_Written problem_.
Rewrite every row below, substituting "location" for each occurrence of "whereabouts" and leaving everything else unchanged.

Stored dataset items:
==================================================

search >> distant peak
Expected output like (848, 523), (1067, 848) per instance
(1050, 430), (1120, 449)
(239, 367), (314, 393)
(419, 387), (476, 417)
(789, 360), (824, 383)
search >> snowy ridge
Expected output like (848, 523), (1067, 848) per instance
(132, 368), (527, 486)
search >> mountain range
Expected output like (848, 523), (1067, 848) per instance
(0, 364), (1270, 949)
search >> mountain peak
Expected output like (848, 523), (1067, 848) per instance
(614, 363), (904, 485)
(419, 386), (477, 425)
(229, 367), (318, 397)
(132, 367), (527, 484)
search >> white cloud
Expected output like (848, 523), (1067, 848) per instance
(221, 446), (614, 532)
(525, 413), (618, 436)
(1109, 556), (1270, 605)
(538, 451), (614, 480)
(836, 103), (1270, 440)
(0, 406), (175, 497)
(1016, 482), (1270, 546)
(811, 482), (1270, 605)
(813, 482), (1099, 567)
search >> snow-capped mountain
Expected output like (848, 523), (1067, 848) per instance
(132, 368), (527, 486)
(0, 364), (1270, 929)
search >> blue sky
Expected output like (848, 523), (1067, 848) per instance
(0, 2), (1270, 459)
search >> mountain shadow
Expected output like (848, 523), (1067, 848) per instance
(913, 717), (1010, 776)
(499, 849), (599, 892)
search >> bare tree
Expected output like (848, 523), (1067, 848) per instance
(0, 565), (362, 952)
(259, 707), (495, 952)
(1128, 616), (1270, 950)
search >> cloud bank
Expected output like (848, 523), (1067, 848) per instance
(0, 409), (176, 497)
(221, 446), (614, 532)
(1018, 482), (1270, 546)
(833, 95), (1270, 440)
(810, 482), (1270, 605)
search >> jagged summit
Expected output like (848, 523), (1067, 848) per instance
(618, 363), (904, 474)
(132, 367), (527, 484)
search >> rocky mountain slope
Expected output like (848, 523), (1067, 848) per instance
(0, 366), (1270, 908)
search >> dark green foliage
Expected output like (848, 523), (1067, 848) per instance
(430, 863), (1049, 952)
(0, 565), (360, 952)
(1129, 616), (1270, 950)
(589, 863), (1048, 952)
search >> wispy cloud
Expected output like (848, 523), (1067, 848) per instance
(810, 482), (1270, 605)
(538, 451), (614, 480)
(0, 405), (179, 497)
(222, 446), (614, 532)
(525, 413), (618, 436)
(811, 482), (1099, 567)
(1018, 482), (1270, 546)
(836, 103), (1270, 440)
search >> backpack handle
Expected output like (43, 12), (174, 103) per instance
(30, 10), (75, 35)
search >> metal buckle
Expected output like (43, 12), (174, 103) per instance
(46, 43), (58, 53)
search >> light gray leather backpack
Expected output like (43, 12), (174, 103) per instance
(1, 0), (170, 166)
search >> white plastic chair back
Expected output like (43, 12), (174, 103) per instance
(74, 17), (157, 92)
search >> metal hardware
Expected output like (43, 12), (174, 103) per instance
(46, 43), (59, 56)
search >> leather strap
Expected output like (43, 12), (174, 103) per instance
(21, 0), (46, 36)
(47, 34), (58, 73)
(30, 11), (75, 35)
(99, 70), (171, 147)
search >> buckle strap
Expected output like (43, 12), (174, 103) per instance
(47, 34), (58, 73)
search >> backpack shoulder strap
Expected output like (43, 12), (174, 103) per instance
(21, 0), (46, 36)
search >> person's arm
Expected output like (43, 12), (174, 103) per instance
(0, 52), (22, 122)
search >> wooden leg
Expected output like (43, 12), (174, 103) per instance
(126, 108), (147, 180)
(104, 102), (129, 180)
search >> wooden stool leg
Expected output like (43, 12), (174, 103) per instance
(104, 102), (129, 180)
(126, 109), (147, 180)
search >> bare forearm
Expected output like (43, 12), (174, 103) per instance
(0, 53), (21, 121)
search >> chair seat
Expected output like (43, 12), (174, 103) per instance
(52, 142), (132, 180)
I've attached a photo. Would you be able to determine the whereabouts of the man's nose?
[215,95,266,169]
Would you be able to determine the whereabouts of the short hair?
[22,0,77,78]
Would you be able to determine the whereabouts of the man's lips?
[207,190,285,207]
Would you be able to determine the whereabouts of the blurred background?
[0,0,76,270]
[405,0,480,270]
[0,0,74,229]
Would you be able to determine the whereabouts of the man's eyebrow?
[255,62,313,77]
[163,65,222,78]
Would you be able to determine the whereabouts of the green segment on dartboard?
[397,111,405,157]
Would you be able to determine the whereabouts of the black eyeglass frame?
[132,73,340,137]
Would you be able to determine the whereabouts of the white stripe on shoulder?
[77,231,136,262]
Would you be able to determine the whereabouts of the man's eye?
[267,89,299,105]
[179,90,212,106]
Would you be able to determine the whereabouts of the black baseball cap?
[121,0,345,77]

==================================================

_Result for this exercise_.
search >> distant peak
Expected output like (848, 523), (1067, 848) per instance
(1050, 430), (1120, 449)
(239, 367), (314, 393)
(419, 387), (476, 417)
(789, 360), (824, 383)
search >> snowy ridge
Expected output like (848, 523), (1067, 848) per instance
(132, 368), (527, 486)
search >> mountain range
Expected output like (848, 523), (1067, 848) per instance
(0, 364), (1270, 949)
search >> mountain peak
Expected output like (848, 523), (1067, 848) per instance
(614, 363), (904, 485)
(419, 386), (477, 425)
(229, 367), (318, 397)
(132, 367), (527, 484)
search >> white cloud
Expected output like (848, 523), (1067, 848) per instance
(221, 446), (614, 532)
(525, 413), (618, 436)
(1109, 556), (1270, 605)
(538, 451), (614, 480)
(836, 103), (1270, 440)
(0, 406), (175, 497)
(1016, 482), (1270, 546)
(811, 482), (1270, 605)
(813, 482), (1099, 567)
search >> snow-capped mountain
Expected output like (848, 523), (1067, 848) per instance
(132, 368), (527, 486)
(0, 364), (1270, 929)
search >> blue sky
Expected output like (848, 523), (1067, 848) per instance
(0, 2), (1270, 459)
search >> mountain shadow
Expected output like (848, 523), (1067, 848) per instance
(913, 717), (1010, 776)
(499, 849), (599, 892)
search >> bare tree
Expected output like (848, 523), (1067, 848) per instance
(0, 565), (362, 952)
(259, 707), (495, 952)
(1128, 616), (1270, 950)
search >> cloud bank
Expected output like (848, 523), (1067, 848) per instance
(0, 409), (176, 497)
(221, 446), (614, 532)
(1018, 482), (1270, 546)
(833, 95), (1270, 440)
(810, 482), (1270, 605)
search >> jagged summit
Expected output like (848, 523), (1067, 848) per instance
(618, 363), (904, 474)
(132, 367), (527, 484)
search >> rocky mountain slope
Expected output like (848, 523), (1067, 848) per instance
(0, 366), (1270, 908)
search >> dark green foliage
Expected output like (848, 523), (1067, 848) per instance
(430, 863), (1049, 952)
(0, 565), (360, 952)
(1129, 616), (1270, 950)
(589, 863), (1048, 952)
search >> wispy cloud
Expected output like (848, 523), (1067, 848) per instance
(810, 482), (1270, 605)
(538, 451), (614, 480)
(0, 405), (179, 497)
(222, 446), (614, 532)
(525, 413), (618, 436)
(811, 482), (1099, 567)
(1018, 482), (1270, 546)
(836, 103), (1270, 440)
search >> backpack handle
Expected output like (43, 12), (174, 103) per instance
(30, 10), (75, 35)
search >> metal buckle
Expected output like (43, 12), (174, 103) per instance
(46, 43), (58, 53)
search >> light gray leather backpack
Expected output like (43, 12), (174, 103) per instance
(1, 0), (170, 166)
search >> white plastic chair back
Expected output like (43, 12), (174, 103) per instance
(74, 17), (157, 92)
search >> metal hardware
Expected output like (43, 12), (174, 103) per instance
(46, 43), (59, 56)
search >> leather strap
Expected output like (43, 12), (174, 103) per instance
(21, 0), (46, 36)
(47, 34), (58, 73)
(30, 11), (75, 35)
(99, 70), (171, 147)
search >> buckle strap
Expected output like (43, 12), (174, 103) per instance
(47, 34), (58, 73)
search >> backpack shoulder strap
Expected output like (43, 12), (174, 103) per instance
(21, 0), (46, 36)
search >> person's arm
Expected output like (43, 12), (174, 103) per instance
(0, 52), (22, 122)
search >> wooden leg
Expected output like (43, 12), (174, 103) per instance
(126, 108), (147, 180)
(104, 102), (129, 180)
search >> wooden stool leg
Expected output like (43, 12), (174, 103) per instance
(104, 102), (129, 180)
(126, 109), (147, 180)
search >> bare forearm
Expected output like (43, 12), (174, 103) per instance
(0, 53), (21, 121)
search >> chair seat
Expected output like (43, 12), (174, 103) per instance
(52, 142), (132, 180)
I've attached a photo. Would you be able to determine the location of the man's nose?
[215,95,266,169]
Would you be able to determine the location of the short hair?
[22,0,77,78]
Would you be able to determine the location of the man's lips?
[207,190,285,207]
Would you be able to determine the location of the blurred background?
[0,0,76,270]
[405,0,480,270]
[0,0,74,229]
Would you be able to determine the location of the man's eyebrow?
[255,62,313,77]
[163,65,222,78]
Would you be able to determine the location of the green segment on dartboard?
[397,111,405,157]
Would you be able to determine the location of the black eyeglass frame?
[132,73,340,137]
Would you be able to determine the location of the white stripe on shoulder?
[77,231,136,262]
Would you be able to determine the location of the man's eye?
[267,89,299,105]
[179,90,212,106]
Would you be able to determine the location of the black baseball cap?
[121,0,345,77]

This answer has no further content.